### Input data

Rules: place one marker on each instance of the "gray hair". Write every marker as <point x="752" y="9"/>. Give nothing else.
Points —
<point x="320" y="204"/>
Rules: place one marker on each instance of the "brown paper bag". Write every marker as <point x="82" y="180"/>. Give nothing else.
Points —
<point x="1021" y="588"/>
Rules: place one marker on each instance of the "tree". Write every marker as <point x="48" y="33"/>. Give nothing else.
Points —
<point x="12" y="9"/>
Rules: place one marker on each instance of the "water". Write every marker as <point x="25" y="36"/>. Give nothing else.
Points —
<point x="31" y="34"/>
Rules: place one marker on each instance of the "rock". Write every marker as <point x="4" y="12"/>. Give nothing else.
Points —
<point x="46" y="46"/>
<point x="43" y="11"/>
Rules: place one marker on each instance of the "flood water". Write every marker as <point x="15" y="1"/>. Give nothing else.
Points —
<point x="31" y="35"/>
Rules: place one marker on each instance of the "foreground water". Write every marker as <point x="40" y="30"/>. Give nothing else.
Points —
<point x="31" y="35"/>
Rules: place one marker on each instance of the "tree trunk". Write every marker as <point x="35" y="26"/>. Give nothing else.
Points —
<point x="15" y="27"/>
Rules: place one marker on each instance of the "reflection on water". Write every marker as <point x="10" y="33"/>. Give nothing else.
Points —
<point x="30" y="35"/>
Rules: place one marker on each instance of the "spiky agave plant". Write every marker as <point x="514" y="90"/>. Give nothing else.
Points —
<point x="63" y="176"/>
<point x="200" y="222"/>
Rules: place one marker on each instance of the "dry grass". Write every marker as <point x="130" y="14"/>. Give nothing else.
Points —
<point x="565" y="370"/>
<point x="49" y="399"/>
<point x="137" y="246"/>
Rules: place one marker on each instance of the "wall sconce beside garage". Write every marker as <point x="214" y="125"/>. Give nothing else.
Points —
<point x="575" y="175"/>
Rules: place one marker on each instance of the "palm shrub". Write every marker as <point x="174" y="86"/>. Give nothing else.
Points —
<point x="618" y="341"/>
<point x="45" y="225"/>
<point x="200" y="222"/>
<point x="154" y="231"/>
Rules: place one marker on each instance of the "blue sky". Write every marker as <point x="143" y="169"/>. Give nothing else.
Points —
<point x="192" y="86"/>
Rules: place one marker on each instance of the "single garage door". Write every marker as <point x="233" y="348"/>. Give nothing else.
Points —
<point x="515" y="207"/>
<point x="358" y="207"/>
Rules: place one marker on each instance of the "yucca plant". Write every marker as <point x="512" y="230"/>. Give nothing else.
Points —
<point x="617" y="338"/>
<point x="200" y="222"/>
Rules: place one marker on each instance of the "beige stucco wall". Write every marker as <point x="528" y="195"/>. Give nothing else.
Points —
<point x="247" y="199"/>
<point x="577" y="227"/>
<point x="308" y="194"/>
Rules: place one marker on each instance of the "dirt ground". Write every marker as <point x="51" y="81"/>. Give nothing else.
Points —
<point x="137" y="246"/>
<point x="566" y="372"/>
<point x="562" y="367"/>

### What you need to do
Copy out every entry again, exactly as it was given.

### Solution to this problem
Rules: place one marker on each instance of the "gray hair". Write every marker as <point x="752" y="9"/>. Give nothing else.
Points —
<point x="320" y="204"/>
Rules: place one marker on each instance of the "brown paper bag". Write every marker as <point x="82" y="180"/>. Give nothing else.
Points —
<point x="1021" y="588"/>
Rules: place one marker on each instance of the "tree". Write every marker as <point x="48" y="33"/>. Give nothing else.
Points —
<point x="12" y="9"/>
Rules: place one marker on each instance of the "water". Write every marker as <point x="25" y="36"/>. Give nothing else.
Points —
<point x="31" y="34"/>
Rules: place one marker on each instance of the "rock". Write every marker as <point x="4" y="12"/>. Give nothing else.
Points —
<point x="46" y="46"/>
<point x="43" y="11"/>
Rules: place one marker on each instance of the "flood water". Write every marker as <point x="15" y="1"/>. Give nothing else.
Points —
<point x="31" y="35"/>
Rules: place one marker on each instance of the "foreground water". Write every marker as <point x="40" y="30"/>. Give nothing else.
Points —
<point x="31" y="35"/>
Rules: place one marker on each instance of the "tree trunk". Write every marker as <point x="35" y="26"/>. Give nothing else.
Points —
<point x="15" y="27"/>
Rules: place one marker on each instance of the "reflection on water". Write every marker as <point x="10" y="33"/>. Give nothing else.
Points —
<point x="30" y="35"/>
Rules: place one marker on each instance of the "spiky agave plant". Write every marker as <point x="514" y="90"/>. Give nothing else.
Points —
<point x="63" y="176"/>
<point x="200" y="222"/>
Rules: place one marker on each instance of the "dry grass". Write every marker as <point x="130" y="14"/>. Give nothing else.
Points —
<point x="565" y="370"/>
<point x="49" y="399"/>
<point x="137" y="246"/>
Rules: place one marker on each instance of the "wall sconce beside garage". Write every marker as <point x="214" y="125"/>. Give nothing else.
Points —
<point x="575" y="175"/>
Rules: place one marker on each instance of the "palm shrub". Write every marker as <point x="174" y="86"/>. Give nothing else.
Points —
<point x="618" y="341"/>
<point x="45" y="225"/>
<point x="200" y="222"/>
<point x="154" y="231"/>
Rules: place one marker on each instance of the "blue sky". Write every marker as <point x="143" y="169"/>. Give nothing else.
Points —
<point x="192" y="86"/>
Rules: place one marker on each instance of the "single garage door". Write every marker as <point x="233" y="348"/>. Give nothing else.
Points —
<point x="515" y="207"/>
<point x="358" y="207"/>
Rules: place one marker on each instance of the "yucca plant". Write every marker as <point x="512" y="230"/>. Give nothing else.
Points —
<point x="617" y="338"/>
<point x="200" y="222"/>
Rules: place one marker on each instance of the "beige stucco wall". Write every marker as <point x="528" y="195"/>. Give nothing else.
Points —
<point x="247" y="199"/>
<point x="577" y="227"/>
<point x="308" y="194"/>
Rules: place one marker on each instance of the "dirt ground". Write every marker as <point x="51" y="81"/>. Give nothing else.
Points —
<point x="137" y="246"/>
<point x="566" y="372"/>
<point x="562" y="367"/>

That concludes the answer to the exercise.